> **INSTRUCTION**
Quote the loan officer's post below from "PRELIMINARY VERIFICATION: The" up to and including "months (all pages)".

> **SOURCE TEXT**
Inspired by a post by Martha Brown, a wonderful Maryland Realtor on what happens on the Realtor side once a client wins a contract. I bring you....
Now I have a contract...What happens now?....A loan officer's view.
CREDIT: Your credit report will have already been reviewed before the pre-qualification letter is written. Now is the time to make sure that there are NO material changes to your score. This means:
•1. Continue to make all payments on time
•2. Do not apply for or open ANY new credit
•3. Do not buy any big ticket items using available credit, if you are not sure if a purchase will affect your score, ask your lender PRIOR to making the purchase
•4. Do not pay off anything that your lender doesn't tell you to pay off
•5. Do not DISPUTE any items on your report, this can delay settlement
APPLICATION: This is the beginning of the contract between you and your lender. You will sit down* with your lender to sign the completed loan application and all required disclosures. Your lender will explain all documents so that you can understand exactly what you are signing. This is the time to ask for clarification on anything that is not clear or that you don't understand. It is important that all information is complete and truthful. Be ready, the loan package is extensive, in a typical loan package there are at least 100 pages.
*Please note, if you are not dealing with a local lender, you will probably be sent the loan package in an overnight package or by email. In this case, it will be extremely important to read each page very carefully to ensure that you fully understand each document.
PRELIMINARY VERIFICATION: The lender will ask you for documentation to support items presented in the application. Many of these documents may be updates from the pre-qualification
•a. At least 2 consecutive pay stubs covering 30 days of income for all parties to the loan
•b. Social security/Disability Award Letter -most recent
•c. W-2's for the previous 2 years
•d. Tax returns if you are self-employed, or there are any non-reimbursed business expenses or Schedule C income/loss
•e. Documentation of receipt of child support/alimony payments
•a. Bank Statements - 2 months (all pages)
•b. 401K (Most recent 2 months, or quarterly statement-all pages)
•c. Gift Funds for the down payment or closing cost-Gift Fund Affidavit (lender will provide form) and documentation the donor's ability to gift as well as a "Trail of Funds". The trail of funds is proof of the funds coming from the donor's account into your account.

> **DATA LINES**
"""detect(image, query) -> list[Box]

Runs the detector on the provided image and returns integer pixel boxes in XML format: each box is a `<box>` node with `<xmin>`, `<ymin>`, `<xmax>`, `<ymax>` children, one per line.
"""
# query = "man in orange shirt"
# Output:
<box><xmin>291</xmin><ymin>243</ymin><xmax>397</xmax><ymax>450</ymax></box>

> **ANSWER FOR THIS EXERCISE**
PRELIMINARY VERIFICATION: The lender will ask you for documentation to support items presented in the application. Many of these documents may be updates from the pre-qualification
•a. At least 2 consecutive pay stubs covering 30 days of income for all parties to the loan
•b. Social security/Disability Award Letter -most recent
•c. W-2's for the previous 2 years
•d. Tax returns if you are self-employed, or there are any non-reimbursed business expenses or Schedule C income/loss
•e. Documentation of receipt of child support/alimony payments
•a. Bank Statements - 2 months (all pages)